In the text on flight simulator zoom and focal length, condense the paragraph beginning "Rewind back to FS9/FSX" into a shorter version that keeps its main facts.

:: Text extract ::
·····

Zoom and Camera focal length are old problems with all Flight Simulator product.

Rewind back to FS9/FSX: I’ve always find the 3D projection wrong because it wasn’t based on recreating a virtual focal length, but in fitting a computer screen like any other Direct3D game which is applying a perspective transformation based on the window size, not based on a fixed focal length.

I’ve been looking back at my experience with X-Plane 11 in 2D then in VR and I think there might be a simple explanation in the end, which can be easily experimented:

  • Use the simulator in a window filling 1/4 of your monitor.
  • Stretch the window horizontally back and forth.

With X-Plane:

  • Perspective projection doesn’t changes while resizing the window and the focal length (as with a camera lens) doesn’t change either so that relative sizes of objects is constant.
  • The objects relative sizes don’t change with distance.
  • The view keeps the horizontal FOV constant and you’ll change only vertical FOV (the vertical / horizontal ratio is getting smaller).

·····

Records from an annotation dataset
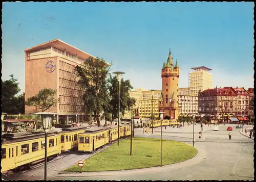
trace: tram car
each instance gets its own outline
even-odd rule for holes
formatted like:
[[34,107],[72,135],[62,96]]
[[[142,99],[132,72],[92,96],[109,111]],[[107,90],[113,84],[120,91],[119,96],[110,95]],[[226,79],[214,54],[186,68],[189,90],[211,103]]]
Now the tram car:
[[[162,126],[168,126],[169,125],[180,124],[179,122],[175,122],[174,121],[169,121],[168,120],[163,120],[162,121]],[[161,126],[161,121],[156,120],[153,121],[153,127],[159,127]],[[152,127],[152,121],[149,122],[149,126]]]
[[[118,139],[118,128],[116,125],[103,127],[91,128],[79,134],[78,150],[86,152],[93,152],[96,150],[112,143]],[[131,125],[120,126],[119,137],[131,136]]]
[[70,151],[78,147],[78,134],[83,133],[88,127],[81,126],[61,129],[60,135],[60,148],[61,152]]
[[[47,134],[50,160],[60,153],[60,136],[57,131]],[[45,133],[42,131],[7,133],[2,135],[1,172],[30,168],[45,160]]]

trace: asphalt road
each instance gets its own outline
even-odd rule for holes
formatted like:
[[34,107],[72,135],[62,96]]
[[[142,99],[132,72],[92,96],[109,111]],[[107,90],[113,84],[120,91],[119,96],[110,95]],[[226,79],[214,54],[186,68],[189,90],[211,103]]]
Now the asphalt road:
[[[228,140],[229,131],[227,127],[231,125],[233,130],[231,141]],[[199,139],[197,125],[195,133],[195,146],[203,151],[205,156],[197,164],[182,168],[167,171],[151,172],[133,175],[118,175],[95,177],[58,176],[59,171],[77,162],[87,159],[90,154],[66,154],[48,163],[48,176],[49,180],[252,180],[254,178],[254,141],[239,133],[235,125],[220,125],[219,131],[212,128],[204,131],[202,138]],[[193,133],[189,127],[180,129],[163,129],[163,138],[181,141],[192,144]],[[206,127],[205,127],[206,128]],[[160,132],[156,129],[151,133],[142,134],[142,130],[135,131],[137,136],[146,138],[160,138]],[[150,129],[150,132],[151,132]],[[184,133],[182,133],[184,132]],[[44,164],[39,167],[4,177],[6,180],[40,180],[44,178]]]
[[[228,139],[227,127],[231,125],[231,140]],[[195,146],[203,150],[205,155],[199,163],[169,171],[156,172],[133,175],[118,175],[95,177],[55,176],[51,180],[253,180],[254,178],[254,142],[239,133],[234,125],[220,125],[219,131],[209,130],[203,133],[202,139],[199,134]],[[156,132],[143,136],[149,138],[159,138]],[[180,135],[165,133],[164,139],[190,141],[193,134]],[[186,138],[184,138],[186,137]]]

·····

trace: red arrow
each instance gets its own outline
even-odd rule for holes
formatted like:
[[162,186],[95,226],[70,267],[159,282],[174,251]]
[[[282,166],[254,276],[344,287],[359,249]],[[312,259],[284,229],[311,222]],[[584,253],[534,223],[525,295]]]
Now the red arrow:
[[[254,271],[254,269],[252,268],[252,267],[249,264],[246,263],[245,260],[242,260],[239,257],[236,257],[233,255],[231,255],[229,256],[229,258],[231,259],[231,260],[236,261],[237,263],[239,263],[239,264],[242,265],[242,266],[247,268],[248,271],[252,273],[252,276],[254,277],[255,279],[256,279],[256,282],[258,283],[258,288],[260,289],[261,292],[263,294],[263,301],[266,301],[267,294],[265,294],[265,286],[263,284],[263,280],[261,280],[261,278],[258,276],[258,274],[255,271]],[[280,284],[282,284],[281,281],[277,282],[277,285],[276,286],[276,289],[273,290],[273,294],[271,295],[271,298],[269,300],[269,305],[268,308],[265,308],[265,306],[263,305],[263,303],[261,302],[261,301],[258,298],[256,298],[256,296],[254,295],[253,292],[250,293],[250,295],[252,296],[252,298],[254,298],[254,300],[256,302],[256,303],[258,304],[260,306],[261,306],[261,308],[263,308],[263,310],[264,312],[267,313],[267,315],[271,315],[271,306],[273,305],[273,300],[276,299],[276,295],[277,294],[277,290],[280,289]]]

·····

:: Worked answer ::
In FS9/FSX, the 3D projection always seemed wrong. It did not recreate a virtual focal length. Instead, like any other Direct3D game, it fit the computer screen, applying a perspective transformation based on the window size rather than on a fixed focal length.